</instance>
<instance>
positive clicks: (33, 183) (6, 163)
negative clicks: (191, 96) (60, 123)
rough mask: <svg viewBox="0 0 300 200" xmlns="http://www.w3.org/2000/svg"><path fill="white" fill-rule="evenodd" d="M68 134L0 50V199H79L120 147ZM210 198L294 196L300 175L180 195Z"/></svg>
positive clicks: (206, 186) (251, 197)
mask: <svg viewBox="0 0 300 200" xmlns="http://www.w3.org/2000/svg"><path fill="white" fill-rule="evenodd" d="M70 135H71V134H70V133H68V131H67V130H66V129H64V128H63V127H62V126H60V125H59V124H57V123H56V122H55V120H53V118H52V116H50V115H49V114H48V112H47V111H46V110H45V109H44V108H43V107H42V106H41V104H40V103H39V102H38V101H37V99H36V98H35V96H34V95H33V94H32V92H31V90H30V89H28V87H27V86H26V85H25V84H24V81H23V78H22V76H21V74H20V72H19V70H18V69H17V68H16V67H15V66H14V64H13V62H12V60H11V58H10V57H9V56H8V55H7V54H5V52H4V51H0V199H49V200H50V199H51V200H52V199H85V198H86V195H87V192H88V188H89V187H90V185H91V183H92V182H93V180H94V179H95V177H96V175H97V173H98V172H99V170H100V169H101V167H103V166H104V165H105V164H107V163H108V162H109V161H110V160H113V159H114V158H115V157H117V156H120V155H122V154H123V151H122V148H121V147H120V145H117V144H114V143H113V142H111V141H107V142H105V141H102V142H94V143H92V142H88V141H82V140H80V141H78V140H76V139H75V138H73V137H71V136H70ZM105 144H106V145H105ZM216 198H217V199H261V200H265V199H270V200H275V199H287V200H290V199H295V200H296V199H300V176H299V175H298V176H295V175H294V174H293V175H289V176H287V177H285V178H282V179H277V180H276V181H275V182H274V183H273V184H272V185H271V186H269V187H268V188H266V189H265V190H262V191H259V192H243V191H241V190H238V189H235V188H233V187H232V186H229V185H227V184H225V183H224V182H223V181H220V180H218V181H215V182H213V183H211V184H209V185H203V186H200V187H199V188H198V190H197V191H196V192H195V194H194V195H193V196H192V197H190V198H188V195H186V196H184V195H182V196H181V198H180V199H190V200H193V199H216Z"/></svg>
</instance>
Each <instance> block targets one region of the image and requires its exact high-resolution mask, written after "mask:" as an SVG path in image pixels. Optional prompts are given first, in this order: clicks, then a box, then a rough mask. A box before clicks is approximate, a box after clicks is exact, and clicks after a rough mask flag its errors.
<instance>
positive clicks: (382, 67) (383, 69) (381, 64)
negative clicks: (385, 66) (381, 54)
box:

──────

_Exercise instructions_
All that is needed is the exact run of lines above from the line containing "positive clicks: (33, 183) (6, 163)" through the line containing "rough mask: <svg", both of them included.

_Written response_
positive clicks: (33, 183) (6, 163)
negative clicks: (191, 96) (60, 123)
rough mask: <svg viewBox="0 0 300 200" xmlns="http://www.w3.org/2000/svg"><path fill="white" fill-rule="evenodd" d="M68 134L0 50V199H79L120 147ZM210 198L294 196L300 175L180 195Z"/></svg>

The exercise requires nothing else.